Exercise task: Copy every line below from the one containing "trace: <item>player's leg</item>" down to the one containing "138 112 L 136", both included, with the requests kept as they are. In the answers only, offset every number by adding 65, including both the outline coordinates and the viewBox dimensions.

Available data:
○ ○ ○ ○ ○ ○ ○

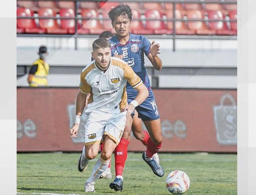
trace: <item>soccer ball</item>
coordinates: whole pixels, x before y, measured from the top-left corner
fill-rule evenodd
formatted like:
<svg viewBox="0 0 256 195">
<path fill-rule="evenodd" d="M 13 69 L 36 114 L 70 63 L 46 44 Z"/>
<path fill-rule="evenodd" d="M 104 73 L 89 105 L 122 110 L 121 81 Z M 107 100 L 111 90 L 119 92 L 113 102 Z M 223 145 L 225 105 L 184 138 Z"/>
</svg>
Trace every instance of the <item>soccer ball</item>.
<svg viewBox="0 0 256 195">
<path fill-rule="evenodd" d="M 181 194 L 187 192 L 189 187 L 190 180 L 186 173 L 182 171 L 174 171 L 167 176 L 166 187 L 174 194 Z"/>
</svg>

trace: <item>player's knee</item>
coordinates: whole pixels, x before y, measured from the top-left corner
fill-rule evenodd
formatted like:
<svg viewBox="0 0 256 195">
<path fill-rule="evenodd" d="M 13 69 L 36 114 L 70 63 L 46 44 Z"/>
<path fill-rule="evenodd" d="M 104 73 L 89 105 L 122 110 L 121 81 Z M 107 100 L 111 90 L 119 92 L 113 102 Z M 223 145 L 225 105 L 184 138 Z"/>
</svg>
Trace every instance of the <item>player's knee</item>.
<svg viewBox="0 0 256 195">
<path fill-rule="evenodd" d="M 91 160 L 95 158 L 97 156 L 97 154 L 94 154 L 93 152 L 86 153 L 85 157 L 89 160 Z"/>
<path fill-rule="evenodd" d="M 138 131 L 134 131 L 132 132 L 133 134 L 133 135 L 137 139 L 139 140 L 142 140 L 144 138 L 143 135 L 144 134 L 143 133 L 143 135 L 142 134 L 141 132 Z"/>
<path fill-rule="evenodd" d="M 151 141 L 154 144 L 160 144 L 162 143 L 162 137 L 158 137 L 153 138 L 150 137 Z"/>
<path fill-rule="evenodd" d="M 104 160 L 108 160 L 111 157 L 112 155 L 112 152 L 109 151 L 102 151 L 101 154 L 101 157 Z"/>
<path fill-rule="evenodd" d="M 132 131 L 132 127 L 126 127 L 124 129 L 124 133 L 123 134 L 122 137 L 125 138 L 128 140 L 130 140 L 131 138 L 131 132 Z"/>
</svg>

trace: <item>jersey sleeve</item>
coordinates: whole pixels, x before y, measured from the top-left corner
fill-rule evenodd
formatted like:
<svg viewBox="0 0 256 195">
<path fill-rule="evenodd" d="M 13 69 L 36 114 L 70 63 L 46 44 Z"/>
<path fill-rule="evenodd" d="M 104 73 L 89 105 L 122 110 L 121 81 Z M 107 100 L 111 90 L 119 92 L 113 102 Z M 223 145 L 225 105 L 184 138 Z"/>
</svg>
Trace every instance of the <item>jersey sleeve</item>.
<svg viewBox="0 0 256 195">
<path fill-rule="evenodd" d="M 124 67 L 124 77 L 132 87 L 136 88 L 143 83 L 142 80 L 130 66 L 125 64 Z"/>
<path fill-rule="evenodd" d="M 35 74 L 36 72 L 37 71 L 37 69 L 38 68 L 38 64 L 34 64 L 31 66 L 31 68 L 30 68 L 30 70 L 29 71 L 29 74 Z"/>
<path fill-rule="evenodd" d="M 148 39 L 144 36 L 142 36 L 142 41 L 143 51 L 146 56 L 147 56 L 150 53 L 150 42 Z"/>
<path fill-rule="evenodd" d="M 80 91 L 84 93 L 89 93 L 91 91 L 91 87 L 85 80 L 85 77 L 82 73 L 80 77 L 80 84 L 79 85 Z"/>
</svg>

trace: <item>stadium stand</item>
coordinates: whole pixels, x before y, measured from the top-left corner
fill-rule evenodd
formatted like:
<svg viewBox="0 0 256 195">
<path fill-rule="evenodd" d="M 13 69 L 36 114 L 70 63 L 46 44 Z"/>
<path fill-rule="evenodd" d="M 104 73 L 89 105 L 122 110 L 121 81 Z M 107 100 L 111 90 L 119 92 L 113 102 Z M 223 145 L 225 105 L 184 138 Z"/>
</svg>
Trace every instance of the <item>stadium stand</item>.
<svg viewBox="0 0 256 195">
<path fill-rule="evenodd" d="M 96 19 L 98 14 L 92 9 L 84 9 L 82 11 L 82 17 L 89 18 L 90 20 L 82 20 L 82 27 L 78 31 L 79 34 L 97 34 L 99 29 L 101 31 L 103 27 L 99 21 Z"/>
<path fill-rule="evenodd" d="M 38 1 L 38 4 L 40 8 L 49 8 L 56 12 L 59 12 L 60 10 L 56 1 L 41 0 Z"/>
<path fill-rule="evenodd" d="M 49 18 L 55 17 L 56 12 L 50 8 L 42 8 L 39 10 L 38 15 Z M 40 19 L 39 26 L 41 28 L 46 30 L 48 34 L 67 34 L 68 32 L 68 29 L 61 28 L 56 20 L 54 19 Z"/>
<path fill-rule="evenodd" d="M 57 2 L 57 4 L 60 8 L 62 9 L 75 9 L 75 4 L 74 1 L 59 1 Z"/>
<path fill-rule="evenodd" d="M 17 15 L 21 16 L 32 16 L 34 12 L 25 8 L 19 8 L 17 9 Z M 26 33 L 42 34 L 46 32 L 45 29 L 38 28 L 34 19 L 18 19 L 17 32 L 25 32 Z"/>
<path fill-rule="evenodd" d="M 137 12 L 134 13 L 132 32 L 158 38 L 162 36 L 172 39 L 174 42 L 176 39 L 184 38 L 236 39 L 236 37 L 231 37 L 237 34 L 236 18 L 233 14 L 237 9 L 235 0 L 214 0 L 213 2 L 212 0 L 196 0 L 198 3 L 190 3 L 191 0 L 184 0 L 182 3 L 178 3 L 172 0 L 164 3 L 157 1 L 148 2 L 144 0 L 139 2 L 124 2 L 130 6 L 133 11 Z M 214 1 L 216 3 L 214 3 Z M 61 38 L 72 36 L 76 44 L 77 39 L 82 37 L 82 35 L 89 37 L 99 34 L 105 30 L 114 33 L 108 13 L 112 7 L 118 4 L 117 1 L 18 0 L 17 3 L 18 37 L 30 36 L 26 35 L 27 34 L 33 34 L 33 37 L 50 37 L 51 35 Z M 45 16 L 39 15 L 39 11 L 42 8 L 50 9 L 53 13 L 50 16 L 48 14 L 49 16 L 46 12 L 44 13 Z M 26 9 L 27 13 L 24 11 L 24 9 Z M 64 13 L 64 10 L 66 12 Z M 174 12 L 175 19 L 173 17 Z M 27 19 L 26 16 L 30 18 Z M 48 19 L 40 19 L 41 16 L 56 17 L 56 19 L 44 20 Z M 70 18 L 70 19 L 59 17 Z M 91 19 L 81 19 L 81 17 Z M 220 21 L 210 21 L 211 20 Z M 75 25 L 76 22 L 77 25 Z M 42 23 L 45 23 L 42 25 Z M 173 45 L 174 51 L 175 44 Z M 75 47 L 77 48 L 77 45 Z"/>
</svg>

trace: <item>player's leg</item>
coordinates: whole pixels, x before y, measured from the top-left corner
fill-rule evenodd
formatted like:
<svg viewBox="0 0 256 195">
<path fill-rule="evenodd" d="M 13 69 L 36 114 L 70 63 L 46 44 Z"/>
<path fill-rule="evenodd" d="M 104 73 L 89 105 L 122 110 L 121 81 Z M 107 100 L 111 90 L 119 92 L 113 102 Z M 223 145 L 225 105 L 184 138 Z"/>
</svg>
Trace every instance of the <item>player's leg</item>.
<svg viewBox="0 0 256 195">
<path fill-rule="evenodd" d="M 124 133 L 114 151 L 116 177 L 122 180 L 124 165 L 127 158 L 127 147 L 130 142 L 132 123 L 132 118 L 130 116 L 127 120 Z"/>
<path fill-rule="evenodd" d="M 144 146 L 147 146 L 147 142 L 149 138 L 148 133 L 142 129 L 142 120 L 138 117 L 138 112 L 135 111 L 132 125 L 132 130 L 134 137 L 139 139 Z"/>
<path fill-rule="evenodd" d="M 89 119 L 88 121 L 90 120 L 89 122 L 85 125 L 85 146 L 83 148 L 83 152 L 78 163 L 78 171 L 80 172 L 83 172 L 87 167 L 89 160 L 94 158 L 97 155 L 103 135 L 104 129 L 102 126 L 98 122 L 92 122 L 93 119 L 93 118 Z"/>
<path fill-rule="evenodd" d="M 101 151 L 102 152 L 103 150 L 103 143 L 102 143 L 101 145 Z M 109 166 L 107 168 L 107 169 L 105 170 L 105 171 L 103 172 L 102 174 L 99 177 L 100 178 L 106 178 L 106 179 L 111 179 L 112 178 L 112 174 L 111 173 L 111 159 L 110 158 L 110 161 Z"/>
<path fill-rule="evenodd" d="M 149 95 L 140 105 L 136 107 L 138 117 L 143 121 L 150 135 L 147 143 L 147 151 L 142 154 L 143 160 L 150 167 L 153 173 L 162 177 L 164 171 L 159 162 L 153 157 L 162 145 L 162 130 L 160 115 L 153 92 L 149 90 Z"/>
<path fill-rule="evenodd" d="M 153 157 L 154 154 L 157 153 L 162 146 L 162 135 L 160 119 L 145 121 L 143 122 L 150 137 L 148 140 L 147 150 L 142 154 L 142 158 L 155 174 L 159 177 L 162 177 L 164 175 L 163 169 L 155 158 Z"/>
<path fill-rule="evenodd" d="M 142 129 L 142 120 L 138 117 L 138 112 L 136 111 L 133 117 L 132 130 L 135 138 L 140 140 L 146 147 L 148 140 L 150 136 L 147 131 L 144 131 Z M 159 157 L 157 153 L 154 154 L 153 157 L 158 163 L 159 163 Z"/>
<path fill-rule="evenodd" d="M 91 176 L 85 183 L 84 188 L 86 192 L 95 191 L 94 184 L 95 181 L 108 168 L 111 155 L 117 145 L 116 143 L 107 135 L 104 138 L 103 143 L 101 156 L 95 164 Z"/>
</svg>

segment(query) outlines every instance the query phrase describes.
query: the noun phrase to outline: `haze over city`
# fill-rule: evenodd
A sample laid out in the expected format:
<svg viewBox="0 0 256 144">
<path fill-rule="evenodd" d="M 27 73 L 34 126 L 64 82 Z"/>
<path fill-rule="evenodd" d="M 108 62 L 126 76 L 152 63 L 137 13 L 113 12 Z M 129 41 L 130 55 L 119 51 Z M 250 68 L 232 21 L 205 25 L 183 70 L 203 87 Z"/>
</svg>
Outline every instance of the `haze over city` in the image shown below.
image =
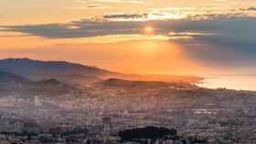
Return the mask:
<svg viewBox="0 0 256 144">
<path fill-rule="evenodd" d="M 0 0 L 0 144 L 255 144 L 255 0 Z"/>
</svg>

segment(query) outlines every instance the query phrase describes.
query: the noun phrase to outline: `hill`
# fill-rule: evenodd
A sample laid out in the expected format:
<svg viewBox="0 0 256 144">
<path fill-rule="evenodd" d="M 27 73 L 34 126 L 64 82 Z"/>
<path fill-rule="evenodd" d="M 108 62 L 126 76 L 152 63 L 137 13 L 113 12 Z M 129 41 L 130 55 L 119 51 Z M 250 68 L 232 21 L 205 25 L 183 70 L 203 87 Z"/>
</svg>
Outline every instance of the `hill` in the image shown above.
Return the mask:
<svg viewBox="0 0 256 144">
<path fill-rule="evenodd" d="M 56 79 L 32 81 L 16 74 L 0 71 L 0 96 L 54 96 L 77 90 L 79 89 Z"/>
<path fill-rule="evenodd" d="M 197 83 L 203 79 L 194 76 L 123 74 L 66 61 L 39 61 L 29 58 L 0 59 L 0 71 L 32 80 L 54 78 L 68 84 L 80 85 L 108 78 L 185 83 Z"/>
</svg>

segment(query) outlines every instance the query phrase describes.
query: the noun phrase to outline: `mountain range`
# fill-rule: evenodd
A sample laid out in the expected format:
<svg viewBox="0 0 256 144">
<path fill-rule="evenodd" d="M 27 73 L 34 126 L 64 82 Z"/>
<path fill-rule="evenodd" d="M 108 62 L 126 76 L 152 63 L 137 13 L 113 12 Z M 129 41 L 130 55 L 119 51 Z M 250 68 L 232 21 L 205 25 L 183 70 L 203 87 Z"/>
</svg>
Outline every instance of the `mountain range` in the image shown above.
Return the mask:
<svg viewBox="0 0 256 144">
<path fill-rule="evenodd" d="M 0 71 L 0 96 L 57 96 L 77 90 L 79 89 L 57 79 L 33 81 L 16 74 Z"/>
<path fill-rule="evenodd" d="M 58 79 L 80 85 L 108 78 L 186 83 L 197 83 L 203 79 L 194 76 L 123 74 L 66 61 L 39 61 L 29 58 L 0 59 L 0 71 L 31 80 Z"/>
</svg>

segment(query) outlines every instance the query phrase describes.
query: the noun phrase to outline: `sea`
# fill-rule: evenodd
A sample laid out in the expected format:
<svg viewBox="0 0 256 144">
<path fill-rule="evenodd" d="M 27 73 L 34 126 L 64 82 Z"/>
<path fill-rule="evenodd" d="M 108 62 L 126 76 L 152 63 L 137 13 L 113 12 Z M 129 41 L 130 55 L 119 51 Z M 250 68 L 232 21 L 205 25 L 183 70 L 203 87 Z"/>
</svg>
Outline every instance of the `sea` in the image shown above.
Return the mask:
<svg viewBox="0 0 256 144">
<path fill-rule="evenodd" d="M 227 88 L 256 91 L 256 75 L 208 75 L 197 86 L 208 88 Z"/>
</svg>

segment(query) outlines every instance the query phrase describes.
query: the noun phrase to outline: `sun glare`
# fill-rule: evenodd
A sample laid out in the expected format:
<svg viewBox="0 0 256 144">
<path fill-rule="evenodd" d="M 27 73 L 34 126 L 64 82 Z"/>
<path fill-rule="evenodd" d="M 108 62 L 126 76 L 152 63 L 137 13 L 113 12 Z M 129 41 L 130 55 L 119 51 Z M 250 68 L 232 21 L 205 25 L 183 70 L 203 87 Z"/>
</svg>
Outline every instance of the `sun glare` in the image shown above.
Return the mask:
<svg viewBox="0 0 256 144">
<path fill-rule="evenodd" d="M 152 27 L 152 26 L 145 26 L 144 27 L 144 33 L 146 35 L 152 35 L 154 33 L 154 27 Z"/>
</svg>

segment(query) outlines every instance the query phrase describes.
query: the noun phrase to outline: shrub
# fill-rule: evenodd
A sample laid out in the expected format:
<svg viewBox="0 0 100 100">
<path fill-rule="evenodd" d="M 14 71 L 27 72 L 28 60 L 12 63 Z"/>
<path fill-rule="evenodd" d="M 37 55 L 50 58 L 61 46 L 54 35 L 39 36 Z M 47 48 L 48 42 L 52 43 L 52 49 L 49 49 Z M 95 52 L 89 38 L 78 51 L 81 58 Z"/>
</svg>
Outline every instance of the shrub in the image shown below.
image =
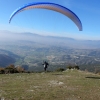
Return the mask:
<svg viewBox="0 0 100 100">
<path fill-rule="evenodd" d="M 58 68 L 58 69 L 56 69 L 56 71 L 58 71 L 58 72 L 62 72 L 64 70 L 65 70 L 64 68 Z"/>
</svg>

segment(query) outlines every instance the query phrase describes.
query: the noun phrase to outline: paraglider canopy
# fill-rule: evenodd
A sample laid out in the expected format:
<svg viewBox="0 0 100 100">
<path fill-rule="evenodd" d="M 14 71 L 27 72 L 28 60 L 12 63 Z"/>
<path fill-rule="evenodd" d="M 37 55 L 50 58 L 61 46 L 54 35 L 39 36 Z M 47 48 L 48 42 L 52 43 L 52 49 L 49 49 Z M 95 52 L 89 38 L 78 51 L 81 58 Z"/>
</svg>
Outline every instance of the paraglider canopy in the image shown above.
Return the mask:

○ ○ ○ ○ ○ ○ ○

Response to this exercise:
trace: <item>player's leg</item>
coordinates: whole pixels, x before y, measured from the top-left corner
fill-rule evenodd
formatted like:
<svg viewBox="0 0 256 195">
<path fill-rule="evenodd" d="M 13 69 L 36 114 L 70 63 L 46 44 Z"/>
<path fill-rule="evenodd" d="M 104 73 L 89 105 L 122 110 L 121 81 Z M 107 100 L 111 90 L 119 92 L 113 102 Z M 223 145 L 225 105 L 184 138 Z"/>
</svg>
Trace every instance of the <item>player's leg</item>.
<svg viewBox="65 65 321 260">
<path fill-rule="evenodd" d="M 189 198 L 179 216 L 181 242 L 187 245 L 189 230 L 192 223 L 192 212 L 195 207 L 197 188 L 197 183 L 195 181 L 192 185 Z"/>
<path fill-rule="evenodd" d="M 209 211 L 212 211 L 212 207 L 214 203 L 213 198 L 207 194 L 207 185 L 203 182 L 203 177 L 200 176 L 197 190 L 197 195 L 199 202 L 204 204 Z"/>
<path fill-rule="evenodd" d="M 154 184 L 153 186 L 155 185 L 154 187 L 150 190 L 150 211 L 148 213 L 148 217 L 143 228 L 143 236 L 145 237 L 148 237 L 152 232 L 154 225 L 159 223 L 162 220 L 168 200 L 169 194 L 167 191 L 163 187 L 157 187 L 158 184 L 158 183 Z"/>
<path fill-rule="evenodd" d="M 166 216 L 167 217 L 168 215 L 168 208 L 167 208 L 166 210 Z M 174 231 L 172 233 L 172 234 L 170 235 L 170 236 L 168 237 L 167 239 L 164 242 L 165 243 L 171 243 L 171 244 L 176 244 L 177 243 L 177 239 L 176 238 L 176 224 L 175 223 L 175 226 Z"/>
<path fill-rule="evenodd" d="M 214 160 L 205 170 L 201 172 L 203 182 L 208 186 L 215 200 L 212 208 L 212 216 L 207 219 L 208 225 L 215 232 L 218 238 L 227 242 L 229 236 L 224 227 L 218 222 L 227 210 L 227 195 L 225 180 L 218 157 L 214 155 Z"/>
<path fill-rule="evenodd" d="M 218 222 L 219 219 L 222 218 L 227 211 L 227 200 L 225 184 L 210 186 L 208 187 L 215 202 L 213 205 L 212 215 L 207 219 L 207 223 L 220 239 L 224 242 L 227 242 L 229 240 L 228 234 L 220 223 Z"/>
<path fill-rule="evenodd" d="M 207 194 L 207 185 L 203 182 L 203 177 L 201 176 L 198 182 L 197 195 L 200 203 L 205 205 L 211 212 L 213 205 L 215 201 L 212 196 L 209 196 Z M 224 222 L 222 218 L 219 219 L 218 222 L 223 228 L 224 228 Z"/>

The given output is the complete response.